• [INSTRUÇÕES E REQUISITOS]:
Imprima na íntegra, sem qualquer alteração, o texto sobre a família cristã no terceiro milênio.

• [TEXTO FORNECIDO]:

A Família Cristã no 3º Milênio

Por Carlos "Catito" Grzybowsk

Ao estudar a família numa perspectiva sociológica, pressupomos o fato de que toda sociedade reconhece a família como instituição e como grupo social básico. A família “é de fato a instituição à qual devemos nossa humanidade. Não conhecemos outra maneira de formar seres humanos… capazes de atuarem como homens e mulheres, os quais por sua vez formem famílias e criem filhos, senão através da família”. Em toda sociedade conhecida, quase toda pessoa vive submersa em uma rede de direitos e obrigações familiares adquiridas através de um extenso processo de socialização, que inicia com o nascimento. A família não cumpre somente a função de procriar e de sustentar fisicamente o indivíduo, mas também é o principal meio de transmissão da cultura de uma determinada sociedade.

A influência da família na vida de uma pessoa é tal, que mesmo nas sociedades mais industrializadas, onde as pessoas parecem haver perdido suas raízes e aparentam viver anonimamente, tais pessoas estão em constante integração com outros membros da família. “Não importa quão educada, inteligente, importante e madura seja uma pessoa, estudos tem comprovado que ela reage igualmente à crítica dos pais ou às brincadeiras dos irmãos”. Ainda quando os laços familiares são cortados por completo ou quase por completo, como acontece com habitantes da zona rural na América Latina que se mudam para as grandes cidades em busca de trabalho, a família extensa (tios, primos de 2ºgrau, etc.) assim como os compadres (um tipo de parentesco fictício), passam a ter especial importância.

• [LINHAS FORNECIDAS]:
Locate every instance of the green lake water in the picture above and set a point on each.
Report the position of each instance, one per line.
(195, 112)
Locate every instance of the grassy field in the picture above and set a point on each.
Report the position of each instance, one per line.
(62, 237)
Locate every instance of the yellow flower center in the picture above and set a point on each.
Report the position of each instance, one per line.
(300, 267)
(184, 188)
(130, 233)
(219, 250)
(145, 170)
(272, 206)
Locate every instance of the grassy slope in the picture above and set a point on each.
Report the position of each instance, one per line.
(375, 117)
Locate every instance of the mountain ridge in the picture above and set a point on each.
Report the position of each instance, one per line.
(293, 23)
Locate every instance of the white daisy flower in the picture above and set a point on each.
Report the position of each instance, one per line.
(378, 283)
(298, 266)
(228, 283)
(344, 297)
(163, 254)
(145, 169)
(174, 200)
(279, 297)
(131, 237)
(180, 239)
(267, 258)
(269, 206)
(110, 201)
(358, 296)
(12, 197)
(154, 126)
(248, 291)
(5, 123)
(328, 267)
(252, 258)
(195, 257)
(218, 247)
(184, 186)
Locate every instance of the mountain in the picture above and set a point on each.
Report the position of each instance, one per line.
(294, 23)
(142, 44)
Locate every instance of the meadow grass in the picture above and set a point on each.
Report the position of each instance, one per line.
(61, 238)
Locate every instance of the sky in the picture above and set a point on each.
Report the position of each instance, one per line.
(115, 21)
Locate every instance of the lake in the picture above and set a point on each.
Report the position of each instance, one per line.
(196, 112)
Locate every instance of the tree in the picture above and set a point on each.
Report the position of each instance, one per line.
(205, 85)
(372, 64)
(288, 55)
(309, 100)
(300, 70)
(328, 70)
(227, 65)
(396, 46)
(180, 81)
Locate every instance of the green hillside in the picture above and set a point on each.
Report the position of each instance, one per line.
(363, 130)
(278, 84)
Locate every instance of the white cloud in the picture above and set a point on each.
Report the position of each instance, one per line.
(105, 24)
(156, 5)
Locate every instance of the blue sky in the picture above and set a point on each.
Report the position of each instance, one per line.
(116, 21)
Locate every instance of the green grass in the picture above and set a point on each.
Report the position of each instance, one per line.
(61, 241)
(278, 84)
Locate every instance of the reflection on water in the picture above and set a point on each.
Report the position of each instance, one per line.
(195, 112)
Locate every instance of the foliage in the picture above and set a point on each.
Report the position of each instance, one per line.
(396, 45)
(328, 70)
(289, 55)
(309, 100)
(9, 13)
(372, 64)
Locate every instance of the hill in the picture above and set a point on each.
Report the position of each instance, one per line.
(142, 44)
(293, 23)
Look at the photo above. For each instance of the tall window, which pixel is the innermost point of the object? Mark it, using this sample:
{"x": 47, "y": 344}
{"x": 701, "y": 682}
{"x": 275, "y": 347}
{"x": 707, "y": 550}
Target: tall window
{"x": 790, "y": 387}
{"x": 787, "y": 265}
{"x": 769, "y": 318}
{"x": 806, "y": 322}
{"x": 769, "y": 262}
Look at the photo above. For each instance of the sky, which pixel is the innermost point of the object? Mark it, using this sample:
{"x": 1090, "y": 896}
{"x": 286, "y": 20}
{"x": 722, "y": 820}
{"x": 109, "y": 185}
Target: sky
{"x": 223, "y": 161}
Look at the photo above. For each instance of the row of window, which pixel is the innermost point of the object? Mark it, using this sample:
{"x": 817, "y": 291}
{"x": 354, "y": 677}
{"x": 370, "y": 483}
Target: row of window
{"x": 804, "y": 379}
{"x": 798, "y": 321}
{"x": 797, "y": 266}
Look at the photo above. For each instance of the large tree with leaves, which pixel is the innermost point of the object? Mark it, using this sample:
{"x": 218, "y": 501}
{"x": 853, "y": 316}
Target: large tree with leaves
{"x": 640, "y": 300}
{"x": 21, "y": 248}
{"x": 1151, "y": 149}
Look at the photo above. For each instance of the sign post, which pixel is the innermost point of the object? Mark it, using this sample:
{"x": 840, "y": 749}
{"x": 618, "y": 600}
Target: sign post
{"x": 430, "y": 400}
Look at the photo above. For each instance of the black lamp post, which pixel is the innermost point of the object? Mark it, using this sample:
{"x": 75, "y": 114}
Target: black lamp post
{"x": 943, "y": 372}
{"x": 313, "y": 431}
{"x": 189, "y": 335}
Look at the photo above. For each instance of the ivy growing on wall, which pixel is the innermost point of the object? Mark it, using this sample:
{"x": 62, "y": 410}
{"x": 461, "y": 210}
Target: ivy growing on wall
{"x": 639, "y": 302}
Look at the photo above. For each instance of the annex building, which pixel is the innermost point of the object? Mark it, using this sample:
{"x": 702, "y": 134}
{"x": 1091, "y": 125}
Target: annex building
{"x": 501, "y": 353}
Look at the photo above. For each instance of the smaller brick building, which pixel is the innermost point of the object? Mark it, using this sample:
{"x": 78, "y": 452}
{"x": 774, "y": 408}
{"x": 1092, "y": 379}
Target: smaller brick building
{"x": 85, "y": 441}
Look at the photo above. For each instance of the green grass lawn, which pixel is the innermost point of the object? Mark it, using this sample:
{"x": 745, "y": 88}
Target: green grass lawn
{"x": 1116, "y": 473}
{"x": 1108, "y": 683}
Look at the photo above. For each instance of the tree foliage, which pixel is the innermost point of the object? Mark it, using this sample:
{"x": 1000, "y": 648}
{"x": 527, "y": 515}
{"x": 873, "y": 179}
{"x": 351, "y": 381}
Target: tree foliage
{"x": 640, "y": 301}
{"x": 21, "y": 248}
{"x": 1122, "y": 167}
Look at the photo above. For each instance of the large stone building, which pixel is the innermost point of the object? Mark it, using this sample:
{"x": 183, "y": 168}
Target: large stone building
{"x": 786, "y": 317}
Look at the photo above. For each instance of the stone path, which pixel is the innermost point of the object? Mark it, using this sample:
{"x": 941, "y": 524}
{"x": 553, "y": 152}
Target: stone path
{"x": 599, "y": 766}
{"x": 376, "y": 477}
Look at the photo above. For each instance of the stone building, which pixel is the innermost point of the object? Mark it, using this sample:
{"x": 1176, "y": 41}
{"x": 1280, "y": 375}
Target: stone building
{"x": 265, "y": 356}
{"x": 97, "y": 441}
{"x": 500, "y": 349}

• [RESPOSTA CORRETA]:
A Família Cristã no 3º Milênio

Por Carlos "Catito" Grzybowsk

Ao estudar a família numa perspectiva sociológica, pressupomos o fato de que toda sociedade reconhece a família como instituição e como grupo social básico. A família “é de fato a instituição à qual devemos nossa humanidade. Não conhecemos outra maneira de formar seres humanos… capazes de atuarem como homens e mulheres, os quais por sua vez formem famílias e criem filhos, senão através da família”. Em toda sociedade conhecida, quase toda pessoa vive submersa em uma rede de direitos e obrigações familiares adquiridas através de um extenso processo de socialização, que inicia com o nascimento. A família não cumpre somente a função de procriar e de sustentar fisicamente o indivíduo, mas também é o principal meio de transmissão da cultura de uma determinada sociedade.

A influência da família na vida de uma pessoa é tal, que mesmo nas sociedades mais industrializadas, onde as pessoas parecem haver perdido suas raízes e aparentam viver anonimamente, tais pessoas estão em constante integração com outros membros da família. “Não importa quão educada, inteligente, importante e madura seja uma pessoa, estudos tem comprovado que ela reage igualmente à crítica dos pais ou às brincadeiras dos irmãos”. Ainda quando os laços familiares são cortados por completo ou quase por completo, como acontece com habitantes da zona rural na América Latina que se mudam para as grandes cidades em busca de trabalho, a família extensa (tios, primos de 2ºgrau, etc.) assim como os compadres (um tipo de parentesco fictício), passam a ter especial importância.